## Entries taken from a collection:
********

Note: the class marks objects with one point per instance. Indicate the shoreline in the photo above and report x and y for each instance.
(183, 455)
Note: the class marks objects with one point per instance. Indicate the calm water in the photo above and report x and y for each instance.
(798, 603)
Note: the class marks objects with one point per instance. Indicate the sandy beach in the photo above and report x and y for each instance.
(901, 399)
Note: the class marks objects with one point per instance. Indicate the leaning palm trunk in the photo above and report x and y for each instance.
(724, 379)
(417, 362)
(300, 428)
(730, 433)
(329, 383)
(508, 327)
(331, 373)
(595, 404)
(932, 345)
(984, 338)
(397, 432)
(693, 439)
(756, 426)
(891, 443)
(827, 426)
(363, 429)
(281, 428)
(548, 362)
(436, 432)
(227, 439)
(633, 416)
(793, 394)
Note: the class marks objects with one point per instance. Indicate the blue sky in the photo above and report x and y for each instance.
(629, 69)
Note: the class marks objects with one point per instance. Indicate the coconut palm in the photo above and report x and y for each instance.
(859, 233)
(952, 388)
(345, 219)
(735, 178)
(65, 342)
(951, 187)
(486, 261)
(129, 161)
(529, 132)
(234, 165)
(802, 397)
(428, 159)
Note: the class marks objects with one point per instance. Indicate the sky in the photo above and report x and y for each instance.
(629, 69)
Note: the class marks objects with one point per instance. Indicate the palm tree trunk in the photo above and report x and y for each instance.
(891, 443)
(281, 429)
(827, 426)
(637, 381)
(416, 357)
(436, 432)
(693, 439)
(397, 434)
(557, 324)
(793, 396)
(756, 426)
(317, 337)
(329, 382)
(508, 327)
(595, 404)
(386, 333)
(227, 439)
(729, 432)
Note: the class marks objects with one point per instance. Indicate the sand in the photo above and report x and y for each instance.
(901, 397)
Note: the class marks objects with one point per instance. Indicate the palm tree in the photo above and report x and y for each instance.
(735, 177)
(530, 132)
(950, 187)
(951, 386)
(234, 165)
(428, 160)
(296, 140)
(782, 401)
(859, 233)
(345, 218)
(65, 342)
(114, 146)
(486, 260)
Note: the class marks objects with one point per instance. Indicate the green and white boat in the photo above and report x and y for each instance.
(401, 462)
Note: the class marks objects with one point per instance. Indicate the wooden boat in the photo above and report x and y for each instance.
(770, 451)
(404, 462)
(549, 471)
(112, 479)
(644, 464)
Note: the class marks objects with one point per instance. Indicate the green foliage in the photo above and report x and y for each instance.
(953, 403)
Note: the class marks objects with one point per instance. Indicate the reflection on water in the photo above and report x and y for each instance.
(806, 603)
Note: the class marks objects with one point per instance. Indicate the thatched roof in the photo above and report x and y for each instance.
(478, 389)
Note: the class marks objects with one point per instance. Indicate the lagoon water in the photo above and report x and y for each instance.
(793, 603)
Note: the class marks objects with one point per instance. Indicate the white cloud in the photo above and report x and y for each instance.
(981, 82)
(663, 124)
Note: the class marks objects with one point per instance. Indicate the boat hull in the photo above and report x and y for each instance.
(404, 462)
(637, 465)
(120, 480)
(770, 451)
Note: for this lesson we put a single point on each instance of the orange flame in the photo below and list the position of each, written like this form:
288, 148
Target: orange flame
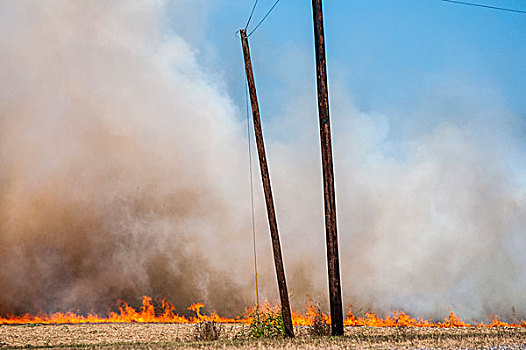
167, 314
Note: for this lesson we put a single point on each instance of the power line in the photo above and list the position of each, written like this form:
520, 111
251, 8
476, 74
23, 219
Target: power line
485, 6
263, 19
251, 13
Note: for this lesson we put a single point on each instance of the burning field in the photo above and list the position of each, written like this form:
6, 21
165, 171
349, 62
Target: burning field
161, 327
123, 173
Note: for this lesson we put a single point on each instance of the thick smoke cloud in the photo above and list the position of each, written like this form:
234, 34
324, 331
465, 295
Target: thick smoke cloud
123, 172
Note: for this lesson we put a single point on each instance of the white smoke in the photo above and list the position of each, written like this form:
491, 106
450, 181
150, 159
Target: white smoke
123, 172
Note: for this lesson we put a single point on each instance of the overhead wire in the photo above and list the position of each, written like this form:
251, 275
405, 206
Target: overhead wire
263, 19
485, 6
251, 14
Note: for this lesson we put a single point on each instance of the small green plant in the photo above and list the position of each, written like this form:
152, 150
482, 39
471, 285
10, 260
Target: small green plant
319, 327
267, 325
207, 331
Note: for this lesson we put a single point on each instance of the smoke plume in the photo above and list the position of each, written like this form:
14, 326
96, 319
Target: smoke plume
123, 172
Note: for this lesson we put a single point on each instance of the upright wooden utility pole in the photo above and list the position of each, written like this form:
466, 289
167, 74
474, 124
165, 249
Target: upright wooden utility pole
333, 263
265, 177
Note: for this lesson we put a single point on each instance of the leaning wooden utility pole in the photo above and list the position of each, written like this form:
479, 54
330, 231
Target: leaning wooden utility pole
265, 177
333, 263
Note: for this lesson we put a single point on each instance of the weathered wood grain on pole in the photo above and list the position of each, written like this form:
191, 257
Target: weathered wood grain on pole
333, 263
265, 177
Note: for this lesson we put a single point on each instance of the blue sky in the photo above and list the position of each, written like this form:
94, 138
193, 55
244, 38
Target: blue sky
385, 53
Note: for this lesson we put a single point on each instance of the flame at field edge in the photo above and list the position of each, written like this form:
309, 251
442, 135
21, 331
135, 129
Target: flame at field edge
167, 314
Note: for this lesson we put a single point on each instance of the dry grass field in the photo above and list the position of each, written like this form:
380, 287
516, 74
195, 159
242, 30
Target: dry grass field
188, 336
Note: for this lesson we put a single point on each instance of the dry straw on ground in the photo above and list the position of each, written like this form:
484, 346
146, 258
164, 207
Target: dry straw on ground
172, 336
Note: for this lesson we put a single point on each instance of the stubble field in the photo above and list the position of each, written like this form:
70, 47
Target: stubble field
236, 336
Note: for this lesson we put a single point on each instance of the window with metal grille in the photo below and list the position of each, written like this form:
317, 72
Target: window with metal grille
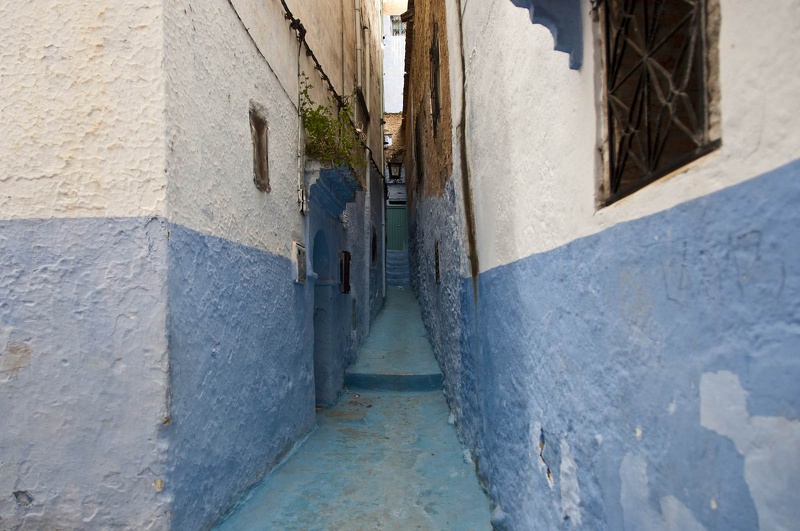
435, 94
657, 90
398, 26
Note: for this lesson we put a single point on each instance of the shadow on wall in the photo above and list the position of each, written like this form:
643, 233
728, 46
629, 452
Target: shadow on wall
563, 19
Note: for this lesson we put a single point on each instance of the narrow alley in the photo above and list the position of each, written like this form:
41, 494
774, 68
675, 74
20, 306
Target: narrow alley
385, 456
435, 265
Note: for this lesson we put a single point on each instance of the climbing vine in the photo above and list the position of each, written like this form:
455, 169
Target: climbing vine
330, 136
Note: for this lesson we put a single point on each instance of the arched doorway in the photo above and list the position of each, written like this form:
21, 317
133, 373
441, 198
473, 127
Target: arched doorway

********

## WHAT THE TASK ASKS:
Every line in the data above that contains "arched" needs to be copied.

## SOLUTION TO THE EXERCISE:
Note: for this lesson we put a single point on each instance of the arched doorway in the photo above and list the position of each, written like this form:
Target: arched doorway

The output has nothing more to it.